■ Prompt A
In the Weekend Watch roundup of film and TV picks, translate this sentence into Spanish: "Two ex-lovers, Bill (David Duchovny) and Willa (Meg Ryan) get snowed in at a regional airport overnight."
■ Prompt B
Write the next part of the Weekend Watch roundup of film and TV picks, starting after its last sentence.

■ Text segment
· · · · ·
Weekend Watch: November 3, 2023
From page-turners to the big screen + Meg Ryan in a new rom-com + a weekend of binging L.A. Law...
Hey there, TueNighters! As you all know, the TueNight team compiles a fantastic list of movie releases, series drops, and TV shows in our weekly TueDo List newsletter.
Here in the Weekend Watch, we get to dive even deeper into our recommendations and chat about what we're watching — ready? Let's do this!
Here are this week’s picks:
Black Cake | Season 1 (Hulu): Based on The New York Times-bestselling book by Charmaine Wilkerson. In the late 1960s, a runaway bride named Covey (Mia Isaac) disappears into the surf off the coast of Jamaica and is feared drowned or a fugitive on the run for her husband’s murder. Fifty years later in California, a widow named Eleanor Bennett (Chipo Chung), loses her battle with cancer, leaving her two estranged children, Byron (Ashley Thomas) and Benny (Adrienne Warren), a flash drive that holds previously untold stories of her journey from the Caribbean to America. These stories, narrated by Eleanor, shock her children and challenge everything they thought they knew about their family’s origin.
All The Light We Cannot See | Miniseries (Netflix): Based on the Pulitzer Prize-winning novel, tells the story of Marie-Laure Leblanc (Aria Mia Loberti), a blind French girl taking refuge with her father and reclusive uncle (Mark Ruffalo) in St. Malo, France and Werner (Louis Hofmann), a brilliant teenager enlisted by Hitler’s regime with expertise in radio repair. Together they share a secret connection that will become a beacon of light that leads them through the harrowing backdrop of WWII.
What Happens Later (Theaters): Two ex-lovers, Bill (David Duchovny) and Willa (Meg Ryan) get snowed in at a regional airport overnight. Indefinitely delayed, Willa, a magical thinker, and Bill, a catastrophic one, find themselves just as attracted to and annoyed by one another as they did decades earlier. But as they unpack the riddle of their mutual past and compare their lives to the dreams they once shared, they begin to wonder if their reunion is mere coincidence, or something more enchanted.
Priscilla (Theaters): Based on the 1985 memoir Elvis and Me by Priscilla Presley (who serves as an executive producer), when teenage Priscilla Beaulieu (Cailee Spaeny) meets Elvis Presley (Jacob Elordi) at a party, the man who is already a meteoric rock-and-roll superstar becomes someone entirely unexpected in private moments: a thrilling crush, an ally in loneliness, a gentle best friend. Through Priscilla’s eyes, Sofia Coppola tells the unseen side of a great American myth in Elvis and Priscilla's long courtship and turbulent marriage, from a German army base to his dream-world estate at Graceland, in this deeply felt and ravishingly detailed portrait of love, fantasy, and fame.
· · · · ·
■ Records
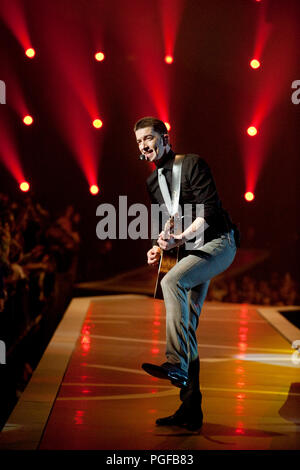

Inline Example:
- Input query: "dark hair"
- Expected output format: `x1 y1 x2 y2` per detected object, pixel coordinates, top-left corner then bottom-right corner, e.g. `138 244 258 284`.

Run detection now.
133 116 168 135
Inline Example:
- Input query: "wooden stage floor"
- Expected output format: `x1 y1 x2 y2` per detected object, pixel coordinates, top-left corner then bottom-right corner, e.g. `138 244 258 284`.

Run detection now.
0 295 300 450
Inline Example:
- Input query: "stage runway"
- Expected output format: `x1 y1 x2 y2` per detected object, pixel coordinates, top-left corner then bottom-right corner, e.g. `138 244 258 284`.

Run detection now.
0 295 300 450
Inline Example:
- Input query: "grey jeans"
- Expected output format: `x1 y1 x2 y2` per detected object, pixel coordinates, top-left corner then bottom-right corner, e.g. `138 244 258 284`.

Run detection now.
161 230 236 372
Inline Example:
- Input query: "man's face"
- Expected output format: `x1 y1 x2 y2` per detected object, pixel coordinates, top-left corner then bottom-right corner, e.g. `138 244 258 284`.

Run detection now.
135 127 167 162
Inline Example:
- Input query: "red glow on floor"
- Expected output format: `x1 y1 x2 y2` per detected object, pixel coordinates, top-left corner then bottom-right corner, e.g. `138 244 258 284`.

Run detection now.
95 52 105 62
165 55 174 64
25 47 35 59
20 181 30 193
90 184 99 196
23 114 33 126
244 191 255 202
93 118 103 129
247 126 257 137
250 59 260 69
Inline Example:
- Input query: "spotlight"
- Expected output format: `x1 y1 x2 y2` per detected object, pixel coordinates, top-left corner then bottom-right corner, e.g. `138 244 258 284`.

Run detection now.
20 181 30 193
25 47 35 59
165 55 174 64
250 59 260 69
90 184 99 196
95 52 105 62
93 118 103 129
23 114 33 126
244 191 255 202
247 126 257 137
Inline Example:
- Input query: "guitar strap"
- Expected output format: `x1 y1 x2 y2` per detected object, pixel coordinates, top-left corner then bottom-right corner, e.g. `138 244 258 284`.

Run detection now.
158 155 185 217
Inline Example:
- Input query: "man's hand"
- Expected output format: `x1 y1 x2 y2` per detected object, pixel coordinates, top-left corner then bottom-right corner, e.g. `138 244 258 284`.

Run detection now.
157 232 185 250
147 245 160 266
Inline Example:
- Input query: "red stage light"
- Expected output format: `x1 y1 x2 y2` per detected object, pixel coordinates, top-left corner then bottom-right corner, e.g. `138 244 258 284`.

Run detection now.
93 119 103 129
165 55 174 64
244 191 255 202
25 47 35 59
95 52 105 62
250 59 260 69
90 184 99 196
247 126 257 137
23 114 33 126
20 181 30 193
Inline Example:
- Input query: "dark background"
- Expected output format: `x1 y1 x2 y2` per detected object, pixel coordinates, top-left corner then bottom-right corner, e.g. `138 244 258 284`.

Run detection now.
0 0 300 280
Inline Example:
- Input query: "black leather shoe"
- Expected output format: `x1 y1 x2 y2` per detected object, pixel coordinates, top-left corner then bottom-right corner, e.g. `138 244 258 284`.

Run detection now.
142 362 188 388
· · · · ·
■ Response A
Dos ex amantes, Bill (David Duchovny) y Willa (Meg Ryan), quedan atrapados por la nieve en un aeropuerto regional durante la noche.

■ Response B
The Marsh King’s Daughter (Theaters): Based on Karen Dionne’s novel, a woman with a secret past will venture into the wilderness she left behind to confront the most dangerous man she’s ever met: her father. In the film, Helena’s (Daisy Ridley) seemingly ordinary life hides a dark and dangerous truth: her estranged father is the infamous Marsh King (Ben Mendelsohn), the man who kept her and her mother captive in the wilderness for years. When her father escapes from prison, Helena will need to confront her past. Knowing that he will hunt for her and her family, Helena must find the strength to face her demons and outmaneuver the man who taught her everything she knows about surviving in the wild.
Lost Women of Highway 20 (Investigation Discovery): When a local journalist uncovers a sealed court document, she discovers a trail of missing and murdered women in the wilderness of Oregon and a killer who used a desolate stretch of highway to hide dark secrets. Narrated and produced by Octavia Spencer about the obstacles women face in getting justice.
Newly remastered, you can now stream all 172 episodes of L.A. Law on Hulu!
Disclaimer: While we *think* these shows and movies might be worth checking out, there are no guarantees they'll all be your jam. It's always best to trust your own instincts.
The new Frasier reboot is surprisingly more charming than expected! Lots of solid nods to the original in structure, form, and joke constructs. The non-famous ensemble cast is remarkable cohesive with good chemistry. So far just a warm, fuzzy comedic, classical sitcom diversion.